Tipp: Die meisten Pflanzen werden von Objekten in 50-150m Höhe über dem Boden nicht wirklich gestört.



> Oder willst du auf Kosten des "Lebenswohlstandes" derartige Energieträger aufbauen?
> Hast du dich mal für längere Zeit in der Nähe eines Windkraftparks aufgehalten?



Habe mal zwei Wochen Urlaub in einer Entfernung von <150m gemacht.
Ich kann die Leute nicht verstehen, die in Panik verfallen, sobald im Umkreis von 10km ein Windrad aufgerichtet wird. Und ich würde mich allgemein als Geräuschempfindlich bezeichnen.



> Das kann man gut an China sehen, denen es egal ist, was aus anderen Staaten wird, solange sie ihren Profit bekommen, siehe zweite Kolonisation Afrikas durch die Chinesen.



Tjo und das ist das moralische Dilemma von Europa und Amerika: Man kann schlecht anderen verbieten, was man für sich selbst beansprucht. Das gilt für iranische Atomkraftwerke genauso, wie für chinesische Industrialisierung.

> **Datensätze zum Zeigen**:
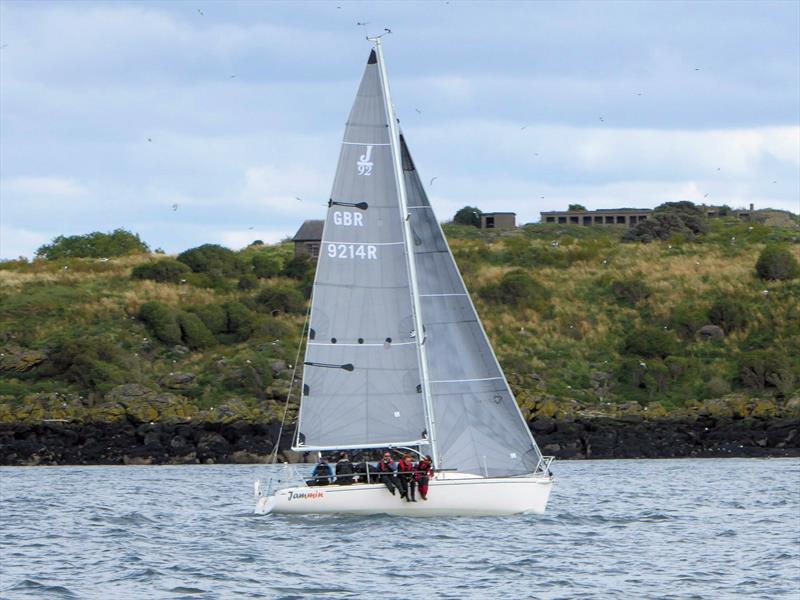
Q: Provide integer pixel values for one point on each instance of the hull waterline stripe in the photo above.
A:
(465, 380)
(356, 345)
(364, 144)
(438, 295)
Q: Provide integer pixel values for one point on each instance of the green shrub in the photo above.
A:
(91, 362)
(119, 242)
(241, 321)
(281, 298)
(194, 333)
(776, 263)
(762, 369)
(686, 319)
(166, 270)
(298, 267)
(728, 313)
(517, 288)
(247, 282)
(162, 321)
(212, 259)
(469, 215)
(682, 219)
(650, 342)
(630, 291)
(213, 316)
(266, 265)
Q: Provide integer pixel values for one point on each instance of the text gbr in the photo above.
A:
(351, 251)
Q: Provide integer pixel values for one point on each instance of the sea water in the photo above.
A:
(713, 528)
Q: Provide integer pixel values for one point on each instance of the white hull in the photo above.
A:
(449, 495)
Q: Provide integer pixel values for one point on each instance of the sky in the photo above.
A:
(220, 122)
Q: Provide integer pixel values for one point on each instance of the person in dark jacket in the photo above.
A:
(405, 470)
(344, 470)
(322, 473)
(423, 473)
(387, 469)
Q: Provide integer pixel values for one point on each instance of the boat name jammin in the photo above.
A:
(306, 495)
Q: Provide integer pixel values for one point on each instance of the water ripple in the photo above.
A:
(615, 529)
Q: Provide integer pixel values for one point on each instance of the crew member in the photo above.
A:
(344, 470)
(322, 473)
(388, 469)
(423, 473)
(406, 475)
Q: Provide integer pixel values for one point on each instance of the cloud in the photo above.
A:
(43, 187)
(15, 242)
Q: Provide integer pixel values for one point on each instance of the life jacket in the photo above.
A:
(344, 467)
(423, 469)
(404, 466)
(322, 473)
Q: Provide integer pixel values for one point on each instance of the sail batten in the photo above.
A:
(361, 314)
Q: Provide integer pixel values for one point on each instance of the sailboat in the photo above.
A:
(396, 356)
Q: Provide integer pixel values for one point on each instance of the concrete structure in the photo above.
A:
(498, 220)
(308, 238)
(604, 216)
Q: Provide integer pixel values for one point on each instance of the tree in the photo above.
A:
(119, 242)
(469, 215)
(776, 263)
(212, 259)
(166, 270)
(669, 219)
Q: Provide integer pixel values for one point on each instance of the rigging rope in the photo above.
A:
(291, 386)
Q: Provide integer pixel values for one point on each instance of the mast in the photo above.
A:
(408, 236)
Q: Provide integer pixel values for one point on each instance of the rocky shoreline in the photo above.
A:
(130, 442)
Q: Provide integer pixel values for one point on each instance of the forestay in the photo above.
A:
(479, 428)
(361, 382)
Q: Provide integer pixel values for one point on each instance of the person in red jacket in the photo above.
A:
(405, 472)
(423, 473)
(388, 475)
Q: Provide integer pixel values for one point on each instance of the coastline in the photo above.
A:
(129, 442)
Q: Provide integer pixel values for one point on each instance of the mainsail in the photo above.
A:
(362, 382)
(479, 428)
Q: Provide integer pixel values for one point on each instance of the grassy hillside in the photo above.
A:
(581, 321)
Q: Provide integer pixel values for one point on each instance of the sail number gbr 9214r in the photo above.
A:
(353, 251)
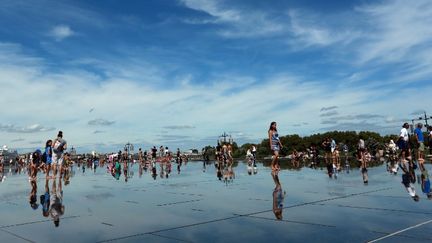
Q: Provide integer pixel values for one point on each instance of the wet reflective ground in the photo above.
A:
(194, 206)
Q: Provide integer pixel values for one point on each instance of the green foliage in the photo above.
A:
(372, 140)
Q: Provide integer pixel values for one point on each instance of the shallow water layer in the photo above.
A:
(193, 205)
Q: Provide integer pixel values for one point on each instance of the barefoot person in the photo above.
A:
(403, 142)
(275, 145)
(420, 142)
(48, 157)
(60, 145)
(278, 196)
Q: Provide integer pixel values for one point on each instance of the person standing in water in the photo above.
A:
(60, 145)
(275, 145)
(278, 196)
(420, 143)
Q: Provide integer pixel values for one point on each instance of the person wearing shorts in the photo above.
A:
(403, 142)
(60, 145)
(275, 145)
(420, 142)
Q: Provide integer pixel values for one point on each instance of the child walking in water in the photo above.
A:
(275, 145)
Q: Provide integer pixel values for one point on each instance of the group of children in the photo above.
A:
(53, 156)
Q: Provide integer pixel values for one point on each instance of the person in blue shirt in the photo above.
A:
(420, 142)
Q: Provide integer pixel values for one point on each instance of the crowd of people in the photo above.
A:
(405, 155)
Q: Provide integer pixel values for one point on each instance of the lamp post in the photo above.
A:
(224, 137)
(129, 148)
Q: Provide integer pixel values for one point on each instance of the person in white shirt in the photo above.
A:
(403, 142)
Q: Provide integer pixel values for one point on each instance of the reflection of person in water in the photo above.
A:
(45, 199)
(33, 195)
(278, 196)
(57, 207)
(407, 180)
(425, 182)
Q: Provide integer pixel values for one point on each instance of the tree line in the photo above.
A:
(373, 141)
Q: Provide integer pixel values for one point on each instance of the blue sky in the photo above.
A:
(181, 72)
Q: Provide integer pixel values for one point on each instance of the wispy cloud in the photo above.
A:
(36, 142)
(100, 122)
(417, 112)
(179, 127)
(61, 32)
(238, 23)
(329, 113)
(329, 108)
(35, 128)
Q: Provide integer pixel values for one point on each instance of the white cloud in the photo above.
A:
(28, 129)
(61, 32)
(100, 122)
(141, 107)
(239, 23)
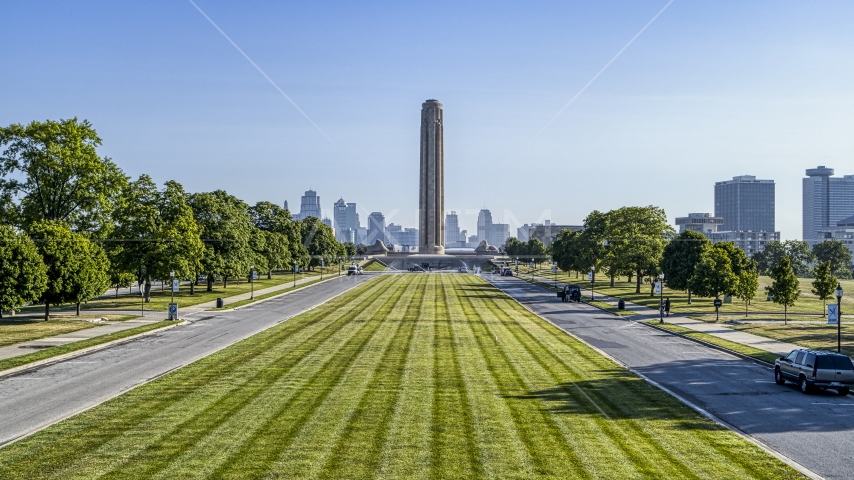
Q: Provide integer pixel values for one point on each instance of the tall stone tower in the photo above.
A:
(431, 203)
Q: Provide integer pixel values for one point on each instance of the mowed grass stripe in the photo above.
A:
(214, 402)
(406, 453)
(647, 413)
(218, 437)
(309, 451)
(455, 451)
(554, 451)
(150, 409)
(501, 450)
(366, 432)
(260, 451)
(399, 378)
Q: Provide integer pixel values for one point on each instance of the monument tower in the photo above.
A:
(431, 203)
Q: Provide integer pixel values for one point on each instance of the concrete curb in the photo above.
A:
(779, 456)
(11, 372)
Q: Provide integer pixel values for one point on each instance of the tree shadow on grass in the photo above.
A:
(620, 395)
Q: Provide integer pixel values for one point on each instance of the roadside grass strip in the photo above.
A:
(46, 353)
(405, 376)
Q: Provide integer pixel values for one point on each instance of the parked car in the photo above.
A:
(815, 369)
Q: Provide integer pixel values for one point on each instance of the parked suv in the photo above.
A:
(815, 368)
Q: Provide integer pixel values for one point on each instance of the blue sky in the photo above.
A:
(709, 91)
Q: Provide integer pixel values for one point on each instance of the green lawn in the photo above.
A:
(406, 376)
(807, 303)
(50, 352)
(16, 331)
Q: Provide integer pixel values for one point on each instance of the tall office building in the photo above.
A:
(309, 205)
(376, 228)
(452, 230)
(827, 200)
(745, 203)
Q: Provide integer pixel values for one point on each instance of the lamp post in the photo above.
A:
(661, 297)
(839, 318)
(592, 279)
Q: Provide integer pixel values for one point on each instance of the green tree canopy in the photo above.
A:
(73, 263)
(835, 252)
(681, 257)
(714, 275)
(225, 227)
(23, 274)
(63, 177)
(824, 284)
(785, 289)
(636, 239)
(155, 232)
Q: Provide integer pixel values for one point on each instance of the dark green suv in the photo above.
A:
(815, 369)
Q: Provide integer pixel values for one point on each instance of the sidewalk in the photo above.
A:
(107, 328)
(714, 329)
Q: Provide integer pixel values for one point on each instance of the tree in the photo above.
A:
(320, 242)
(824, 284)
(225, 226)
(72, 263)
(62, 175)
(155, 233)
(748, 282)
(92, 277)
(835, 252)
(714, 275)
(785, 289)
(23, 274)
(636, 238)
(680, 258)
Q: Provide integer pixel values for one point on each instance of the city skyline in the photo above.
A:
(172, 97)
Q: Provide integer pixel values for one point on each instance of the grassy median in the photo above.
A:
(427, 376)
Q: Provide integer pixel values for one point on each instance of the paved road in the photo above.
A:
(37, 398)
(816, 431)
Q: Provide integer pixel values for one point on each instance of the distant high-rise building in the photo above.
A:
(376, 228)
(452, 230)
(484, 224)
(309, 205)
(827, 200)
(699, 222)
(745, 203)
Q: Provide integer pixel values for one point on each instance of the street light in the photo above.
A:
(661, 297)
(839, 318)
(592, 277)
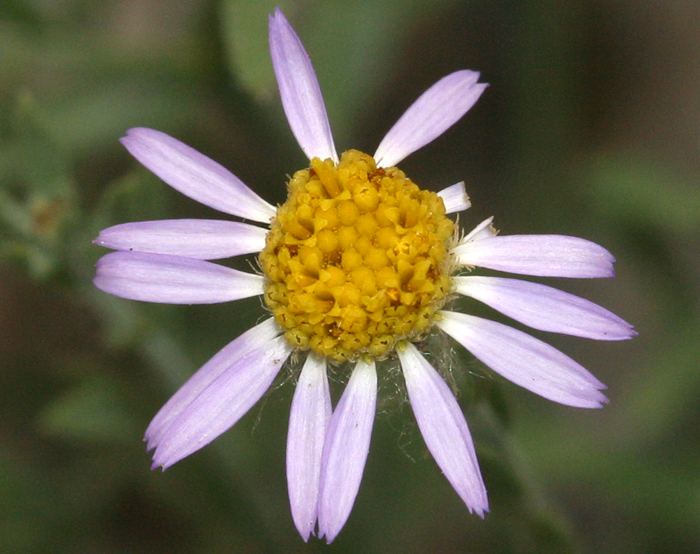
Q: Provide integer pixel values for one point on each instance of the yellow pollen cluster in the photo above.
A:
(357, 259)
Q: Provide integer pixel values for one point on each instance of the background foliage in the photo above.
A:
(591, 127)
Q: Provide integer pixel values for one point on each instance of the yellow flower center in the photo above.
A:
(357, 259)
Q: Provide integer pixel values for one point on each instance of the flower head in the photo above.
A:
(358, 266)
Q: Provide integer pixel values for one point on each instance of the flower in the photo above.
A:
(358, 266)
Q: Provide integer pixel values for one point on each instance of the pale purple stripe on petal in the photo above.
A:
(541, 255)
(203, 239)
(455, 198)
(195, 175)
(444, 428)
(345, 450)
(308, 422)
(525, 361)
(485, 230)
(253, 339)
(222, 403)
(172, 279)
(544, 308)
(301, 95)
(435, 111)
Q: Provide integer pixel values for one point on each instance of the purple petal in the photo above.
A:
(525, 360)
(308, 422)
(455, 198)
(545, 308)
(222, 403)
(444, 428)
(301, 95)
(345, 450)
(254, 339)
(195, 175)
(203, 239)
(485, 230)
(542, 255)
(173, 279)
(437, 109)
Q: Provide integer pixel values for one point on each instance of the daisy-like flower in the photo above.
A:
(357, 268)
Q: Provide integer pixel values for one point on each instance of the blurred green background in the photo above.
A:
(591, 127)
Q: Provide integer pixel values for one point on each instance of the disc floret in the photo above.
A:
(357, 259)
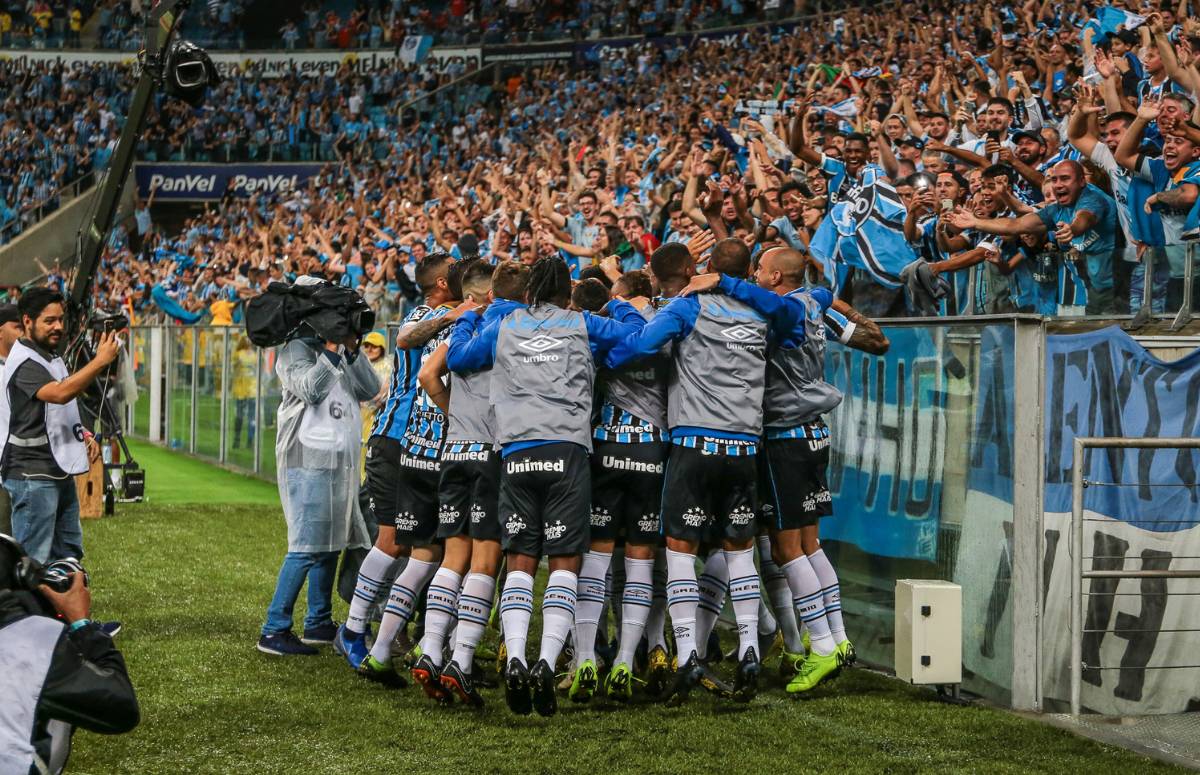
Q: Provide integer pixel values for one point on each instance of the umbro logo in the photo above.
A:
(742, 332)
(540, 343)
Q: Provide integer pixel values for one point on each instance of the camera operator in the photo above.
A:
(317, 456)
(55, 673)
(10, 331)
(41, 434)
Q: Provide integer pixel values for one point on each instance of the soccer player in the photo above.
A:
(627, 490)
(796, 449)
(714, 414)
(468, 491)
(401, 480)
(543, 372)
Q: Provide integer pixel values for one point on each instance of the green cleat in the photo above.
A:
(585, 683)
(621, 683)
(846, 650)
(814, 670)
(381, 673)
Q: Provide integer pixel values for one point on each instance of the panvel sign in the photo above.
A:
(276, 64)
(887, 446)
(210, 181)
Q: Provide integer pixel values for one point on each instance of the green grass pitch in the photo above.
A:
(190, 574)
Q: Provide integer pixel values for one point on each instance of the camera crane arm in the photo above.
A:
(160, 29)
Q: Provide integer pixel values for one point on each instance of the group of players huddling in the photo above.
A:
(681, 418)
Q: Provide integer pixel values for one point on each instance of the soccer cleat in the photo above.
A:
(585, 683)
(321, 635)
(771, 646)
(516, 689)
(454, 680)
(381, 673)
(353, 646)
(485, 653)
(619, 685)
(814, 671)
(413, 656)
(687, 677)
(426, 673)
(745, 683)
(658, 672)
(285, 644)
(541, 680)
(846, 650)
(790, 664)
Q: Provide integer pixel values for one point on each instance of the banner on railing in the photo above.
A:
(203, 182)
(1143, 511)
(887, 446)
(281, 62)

> **Aufgabenstellung**:
Aktualisieren Sie im Forumsbeitrag über Windkraft die Passage, die bei den Worten „Ich kann die“ beginnt und nach „als Geräuschempfindlich bezeichnen.“ endet, indem Sie „Windrad“ durch „Windkraftrad“ ersetzen. Geben Sie die so geänderte Passage vollständig wieder.

> **Ergebnis**:
Ich kann die Leute nicht verstehen, die in Panik verfallen, sobald im Umkreis von 10km ein Windkraftrad aufgerichtet wird. Und ich würde mich allgemein als Geräuschempfindlich bezeichnen.